═════ Reading text
Somewhat surprised none of the major clouds off true sandboxed learning environments as a competitive advantage. i.e. We will not charge you more than $100 no matter what. Sure that doesn't work for enterprise stuff that has to be online, but there is a big market for people that can swallow $100 accidents but not 15k. And whoever offers that first will attract the cautious crowd. I've got friends that point blank refuse to use cloud due to the open ended billing.
(Azure comes closes as best as I can tell...their MSDN style credits seem to be true hard capped)
[Invariably this get's the "but what to do about the data...can't just delete it...yes you can. The $100 crowd is ok with that. 30 day grace then delete it...much like anyone with an unpaid bill]
Arguably, casual dabblers is what gets you increased support costs and does not land the big contracts. I wouldn't be surprised if AWS and GCP _intentionally_ do not do this because they'd rather focus on large enterprises "who are willing to foot the bill"
> We will not charge you more than $100 no matter what. Sure that doesn't work for enterprise stuff that has to be online, but there is a big market for people that can swallow $100 accidents but not 15k
If only there were a way to stop the surprise billing once it starts.
A friend created an AWS account with a new email address for a one-off side project, and wound up locked out of both the email account and the AWS account. But AWS has the credit card, so a 25 cent mystery charge appears every month.
AWS support is completely useless despite years of attempts at escalation, and of course the credit card company can't stop the automatic payments. The "solution" from both AWS and the credit card company is to... dispute the charge every month.
I had a similar thing recently. As I understand it, AWS uses a digital token for your added a credit card. Contact your card provider to renew/rotate/delete the digital token that is attached to your card. That should stop charges.
Doing that obviously might impact other services for which you use that card so you might need to re-add your card to those services.
Generally tokenization is done by some vault or processor. I don't know how Amazon operates internally, due to their scale means it's probably all in house. But Visa does have token representations and they do also have visa account updater (which keeps visa/merchants in sync for saved instruments .. e.g. Netflix). I've never seen the token implemented, generally just some vault (Braintree, Spreedly, etc). And if you are typing in a 15/16 digit number it's likely being vaulted/tokenized but not by the issuer but by the merchant/processor.
I did that and next month new unapproved charge again. What happened is they auto updates stolen card with Postmates and then told me to contact Postmates but I don’t have account with them. I basically now have to cancel credit card every month. I’m just gonna have to figure out how to get new one.
This is because issuing a new card doesn't invalidate the digital token associated with your card. E.g. if you have something like Google Pay, issuing a new card, Google Pay will keep working even though your card details have changed. You need to contact your card provider and get them to delete/renew the digital token.
This is a good way to go to collections (at least in the US) and have your credit rating harmed. Probably not for .25c but everyone who says just to cancel a card to stop annoying bills is not a good answer.
In general you have a point (eg don't try to "cancel" your gym membership by using a throwaway card), but as long as you have the right to cancel the contract and you notify the business of such (eg certified mail, in the worst case), then you're in the clear. It sounds like AWS support had already been notified, so revoking the payment channel is totally applicable in this scenario.
══════════
◆ Requirement 1
In the cloud billing discussion, which provider is said to come closest to a true hard spending cap, and through what?
◆ Requirement 2
Write the next part of the cloud billing discussion, picking up after its final comment.
═════ Information supplied
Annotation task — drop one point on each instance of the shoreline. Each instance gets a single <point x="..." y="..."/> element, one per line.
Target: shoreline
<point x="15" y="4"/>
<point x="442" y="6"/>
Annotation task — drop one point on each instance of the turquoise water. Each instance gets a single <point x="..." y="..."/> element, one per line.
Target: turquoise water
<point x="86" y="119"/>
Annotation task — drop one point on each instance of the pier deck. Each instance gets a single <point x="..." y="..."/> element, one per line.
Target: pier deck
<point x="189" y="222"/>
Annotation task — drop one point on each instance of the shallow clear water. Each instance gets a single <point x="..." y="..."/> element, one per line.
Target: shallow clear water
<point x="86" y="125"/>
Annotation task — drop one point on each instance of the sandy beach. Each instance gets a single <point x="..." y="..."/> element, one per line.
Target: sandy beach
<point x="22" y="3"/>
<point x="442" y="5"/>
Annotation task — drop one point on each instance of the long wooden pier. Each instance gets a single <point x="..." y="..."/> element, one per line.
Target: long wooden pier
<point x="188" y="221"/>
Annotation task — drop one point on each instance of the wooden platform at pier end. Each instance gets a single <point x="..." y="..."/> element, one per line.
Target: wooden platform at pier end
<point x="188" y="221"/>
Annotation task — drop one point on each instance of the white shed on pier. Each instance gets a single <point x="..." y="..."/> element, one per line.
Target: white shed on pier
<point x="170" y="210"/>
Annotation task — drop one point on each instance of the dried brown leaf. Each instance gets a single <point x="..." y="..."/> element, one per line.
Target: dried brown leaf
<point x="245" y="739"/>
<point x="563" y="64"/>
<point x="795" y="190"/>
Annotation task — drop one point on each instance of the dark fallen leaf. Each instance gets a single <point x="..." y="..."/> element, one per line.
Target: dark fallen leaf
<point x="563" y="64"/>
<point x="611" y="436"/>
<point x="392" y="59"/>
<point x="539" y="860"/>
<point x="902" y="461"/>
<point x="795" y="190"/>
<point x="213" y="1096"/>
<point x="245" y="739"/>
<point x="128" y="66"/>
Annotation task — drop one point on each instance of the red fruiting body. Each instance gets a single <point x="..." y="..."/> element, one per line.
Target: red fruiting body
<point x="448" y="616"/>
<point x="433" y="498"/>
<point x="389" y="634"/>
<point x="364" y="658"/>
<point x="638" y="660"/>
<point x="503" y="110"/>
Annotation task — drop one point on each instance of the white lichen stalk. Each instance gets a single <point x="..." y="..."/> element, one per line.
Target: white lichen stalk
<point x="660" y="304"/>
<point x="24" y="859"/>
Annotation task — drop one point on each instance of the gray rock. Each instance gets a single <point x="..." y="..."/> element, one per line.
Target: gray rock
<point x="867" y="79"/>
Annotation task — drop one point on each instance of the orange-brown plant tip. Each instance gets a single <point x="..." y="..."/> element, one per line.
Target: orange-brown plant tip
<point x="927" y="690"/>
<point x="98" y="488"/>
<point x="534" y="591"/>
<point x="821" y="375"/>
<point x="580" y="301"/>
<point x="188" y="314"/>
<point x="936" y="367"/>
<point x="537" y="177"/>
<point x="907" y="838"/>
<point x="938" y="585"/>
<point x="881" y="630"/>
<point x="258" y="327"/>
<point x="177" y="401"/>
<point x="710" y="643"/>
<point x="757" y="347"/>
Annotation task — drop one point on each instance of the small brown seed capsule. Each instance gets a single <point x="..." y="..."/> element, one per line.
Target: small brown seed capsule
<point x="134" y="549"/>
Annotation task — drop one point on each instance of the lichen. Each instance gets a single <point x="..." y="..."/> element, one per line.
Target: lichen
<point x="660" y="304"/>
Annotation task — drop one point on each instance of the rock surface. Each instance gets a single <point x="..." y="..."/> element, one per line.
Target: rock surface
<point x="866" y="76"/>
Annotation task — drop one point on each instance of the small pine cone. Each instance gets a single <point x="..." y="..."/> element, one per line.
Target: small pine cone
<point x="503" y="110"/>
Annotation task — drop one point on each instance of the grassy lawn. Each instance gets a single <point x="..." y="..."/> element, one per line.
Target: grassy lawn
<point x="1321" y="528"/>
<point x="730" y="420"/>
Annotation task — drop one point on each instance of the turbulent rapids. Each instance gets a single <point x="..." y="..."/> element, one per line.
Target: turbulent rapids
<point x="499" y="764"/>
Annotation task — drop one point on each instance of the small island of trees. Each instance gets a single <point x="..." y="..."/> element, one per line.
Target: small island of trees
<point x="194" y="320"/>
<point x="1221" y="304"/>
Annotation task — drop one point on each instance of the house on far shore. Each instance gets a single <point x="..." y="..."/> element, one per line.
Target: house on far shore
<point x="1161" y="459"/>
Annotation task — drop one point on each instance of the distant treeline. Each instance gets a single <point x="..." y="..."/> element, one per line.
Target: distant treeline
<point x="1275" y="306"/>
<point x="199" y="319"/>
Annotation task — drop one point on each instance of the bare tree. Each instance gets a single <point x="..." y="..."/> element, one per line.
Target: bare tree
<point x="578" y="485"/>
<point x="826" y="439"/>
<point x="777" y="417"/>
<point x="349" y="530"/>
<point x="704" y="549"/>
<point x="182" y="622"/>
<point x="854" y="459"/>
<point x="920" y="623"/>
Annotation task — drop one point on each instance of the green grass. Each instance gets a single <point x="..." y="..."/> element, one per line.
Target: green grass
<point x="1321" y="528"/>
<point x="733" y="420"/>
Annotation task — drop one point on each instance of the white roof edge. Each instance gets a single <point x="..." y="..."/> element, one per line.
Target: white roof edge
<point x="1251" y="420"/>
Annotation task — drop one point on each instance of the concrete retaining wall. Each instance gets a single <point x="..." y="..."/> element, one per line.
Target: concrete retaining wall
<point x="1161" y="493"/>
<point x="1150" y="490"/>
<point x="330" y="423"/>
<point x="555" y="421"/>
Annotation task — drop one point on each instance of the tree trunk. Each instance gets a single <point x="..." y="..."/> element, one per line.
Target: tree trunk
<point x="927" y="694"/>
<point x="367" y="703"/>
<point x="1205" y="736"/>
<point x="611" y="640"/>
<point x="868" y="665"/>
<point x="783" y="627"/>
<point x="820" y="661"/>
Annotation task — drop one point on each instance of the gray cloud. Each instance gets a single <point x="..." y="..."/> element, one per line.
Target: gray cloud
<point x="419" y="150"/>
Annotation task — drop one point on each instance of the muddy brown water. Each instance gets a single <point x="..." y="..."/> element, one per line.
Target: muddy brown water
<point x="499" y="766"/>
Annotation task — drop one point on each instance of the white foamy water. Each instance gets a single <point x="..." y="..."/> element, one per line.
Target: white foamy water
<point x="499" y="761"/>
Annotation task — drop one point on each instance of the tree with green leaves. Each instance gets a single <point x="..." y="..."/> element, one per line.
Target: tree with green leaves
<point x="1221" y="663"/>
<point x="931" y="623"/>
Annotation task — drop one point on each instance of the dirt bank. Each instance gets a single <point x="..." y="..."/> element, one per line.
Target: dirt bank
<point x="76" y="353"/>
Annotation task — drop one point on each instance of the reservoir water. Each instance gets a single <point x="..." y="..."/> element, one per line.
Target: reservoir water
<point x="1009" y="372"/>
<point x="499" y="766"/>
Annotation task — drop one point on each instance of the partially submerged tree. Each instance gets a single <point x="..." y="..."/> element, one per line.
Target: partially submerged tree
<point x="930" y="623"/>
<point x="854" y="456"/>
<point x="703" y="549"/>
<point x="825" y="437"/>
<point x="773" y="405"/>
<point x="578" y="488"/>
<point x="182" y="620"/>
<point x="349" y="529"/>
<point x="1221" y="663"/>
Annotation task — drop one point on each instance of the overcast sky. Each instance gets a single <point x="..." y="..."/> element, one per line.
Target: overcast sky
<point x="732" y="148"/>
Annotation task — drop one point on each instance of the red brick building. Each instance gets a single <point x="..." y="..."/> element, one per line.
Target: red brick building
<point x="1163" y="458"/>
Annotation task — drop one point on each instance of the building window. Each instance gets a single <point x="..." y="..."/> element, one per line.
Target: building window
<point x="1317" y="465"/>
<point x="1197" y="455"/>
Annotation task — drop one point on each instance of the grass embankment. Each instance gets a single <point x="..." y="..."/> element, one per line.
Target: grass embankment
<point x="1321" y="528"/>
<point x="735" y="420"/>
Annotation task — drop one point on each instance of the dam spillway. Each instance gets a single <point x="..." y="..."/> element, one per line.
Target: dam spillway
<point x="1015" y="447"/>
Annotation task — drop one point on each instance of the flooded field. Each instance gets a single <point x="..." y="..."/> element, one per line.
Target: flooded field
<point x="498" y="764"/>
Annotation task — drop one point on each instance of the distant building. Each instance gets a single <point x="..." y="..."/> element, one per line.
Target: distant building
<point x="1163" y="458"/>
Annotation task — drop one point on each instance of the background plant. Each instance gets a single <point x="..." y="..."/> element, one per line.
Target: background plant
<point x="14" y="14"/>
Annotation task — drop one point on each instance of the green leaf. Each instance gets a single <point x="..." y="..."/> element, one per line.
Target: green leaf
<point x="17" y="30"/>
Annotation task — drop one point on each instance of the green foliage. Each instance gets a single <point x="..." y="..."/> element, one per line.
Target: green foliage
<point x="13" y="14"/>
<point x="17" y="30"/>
══════════
◆ Right answer 1
Azure, through its MSDN-style credits.

◆ Right answer 2
Maybe, however Visa has "account updater" which is an API so that companies with saved payment methods can update them to a new number once the old expires or is replaced. They might need to close their bank account if the bank participates in this.
It won't work if the service provider (e.g. AWS, GCP) has set up the card payment as a recurring payment. All payment networks allow for the «recurring payment» flag (or its direct equivalent) to set to «true» at the time the first payment is made, and the service provider will continue to automatically charge your card account until you explicitely cancel the payment / service contract (sometimes through having to engage the customer service). For example, a local government agency that charges me for the road toll use continues to charge my using a card number that expired in 2018.
It is important to understand the difference between the card number that is embossed/etched on the physical card (or the virtual card number) and the internal card account number. It ultimately boils down the financial institution that has issued the card, but the card account number may pop up on the monthly card statement or elsewhere, and it will be different from that of the issued card number. Many financial institution now hide the card account number from the card user, but it is usually there on the system (new fintech startups might do it differently, though).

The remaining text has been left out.